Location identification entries

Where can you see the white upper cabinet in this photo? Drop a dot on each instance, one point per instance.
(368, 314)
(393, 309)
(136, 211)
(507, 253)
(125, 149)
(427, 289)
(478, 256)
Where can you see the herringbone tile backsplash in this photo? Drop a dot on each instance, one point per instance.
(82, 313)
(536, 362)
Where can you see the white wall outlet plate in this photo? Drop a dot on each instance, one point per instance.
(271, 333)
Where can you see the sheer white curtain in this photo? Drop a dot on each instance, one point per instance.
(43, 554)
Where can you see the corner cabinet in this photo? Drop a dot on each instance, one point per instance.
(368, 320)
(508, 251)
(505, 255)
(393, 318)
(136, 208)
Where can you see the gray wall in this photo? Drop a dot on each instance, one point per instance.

**What to work on**
Edit all of the material above, replacing every occurrence of "Drop a dot" with "Place a marker" and leaving everything else unchanged.

**Exercise answer**
Where can you see the white upper cabinet in this photo? Place a marker on each instance, one point per instance.
(368, 314)
(393, 309)
(136, 211)
(507, 253)
(125, 149)
(427, 289)
(478, 256)
Where can you see the herringbone tile backsplash in this photo? Place a marker on each instance, one point per instance.
(82, 313)
(536, 362)
Where can you see the white wall outlet plate in this photo? Place a marker on each instance, one point per instance.
(271, 333)
Where can you see the sheer white curtain in this photo? Place a marker on each instance, one point per instance.
(43, 554)
Where can you see the corner cabinet in this photo? Place a marker on each instance, one point per instance.
(368, 320)
(508, 251)
(505, 255)
(393, 318)
(136, 208)
Where can you see the gray wall in this photo? Place a marker on each instance, one point per instance.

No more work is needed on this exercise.